Pourquoi il faut se préparer aux métiers numériques de demain

Contribution externe
Pourquoi il faut se préparer aux métiers numériques de demain
©Philippe Joisson

Si nous ne faisons rien pour que ces emplois soient correctement desservis, les conséquences seront dramatiques pour l’économie belge. Il faut s’y préparer, notamment en créant de meilleures structures de formation continue. Une opinion de Pascale Van Damme, Vice-présidente et directrice générale de Dell Technologies Belux et présidente du comité ICT d’Agoria.

La qualité de notre enseignement est au cœur des discussions depuis des semaines. À mes yeux, ce thème doit occuper une place centrale dans les futurs débats politiques. Dans la mesure où les compétences numériques seront un important critère de réussite sur le marché du travail, l’enseignement doit aussi y jouer un rôle. Je constate qu’actuellement, les entreprises sont encore obligées de remédier aux carences numériques des jeunes diplômés. Autre défi : la nécessité croissante de former les collaborateurs aux nouveaux métiers numériques. La technologie et la numérisation sont souvent pointées du doigt comme origines de ces bouleversements. Toutefois, si nous utilisons à bon escient la technologie afin de jeter des ponts entre enseignement, pouvoirs publics, entreprises et individus, elle devient davantage la solution que la cause.

Faire les bons choix

Des sociétés telles qu’Amazon nous le prouvent sans cesse : “Ce n’est pas la technologie la source de disparition d’emplois. Elle nous permet de faire des choses qui étaient jusque-là impossibles. Les emplois disparaissent surtout en raison des décisions à court terme des entreprises qui n’ont recours à la technologie que pour réduire les coûts et gonfler les bénéfices.” La numérisation est souvent présentée comme une arme à double tranchant qui met le marché du travail sous pression tout en nous offrant des opportunités sans précédent. Si nous voulons réellement exploiter ces opportunités, il est temps de passer à l’action.

=== Données enregistrées ===

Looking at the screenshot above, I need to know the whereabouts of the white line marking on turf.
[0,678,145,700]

=== La consigne ===
Modifiez le passage de la page sur les métiers numériques compris entre "Faire les bons" et "passer à l’action.", inclus, en remplaçant "bénéfices" par "profits".

=== Corrigé ===
Faire les bons choix

Des sociétés telles qu’Amazon nous le prouvent sans cesse : “Ce n’est pas la technologie la source de disparition d’emplois. Elle nous permet de faire des choses qui étaient jusque-là impossibles. Les emplois disparaissent surtout en raison des décisions à court terme des entreprises qui n’ont recours à la technologie que pour réduire les coûts et gonfler les profits.” La numérisation est souvent présentée comme une arme à double tranchant qui met le marché du travail sous pression tout en nous offrant des opportunités sans précédent. Si nous voulons réellement exploiter ces opportunités, il est temps de passer à l’action.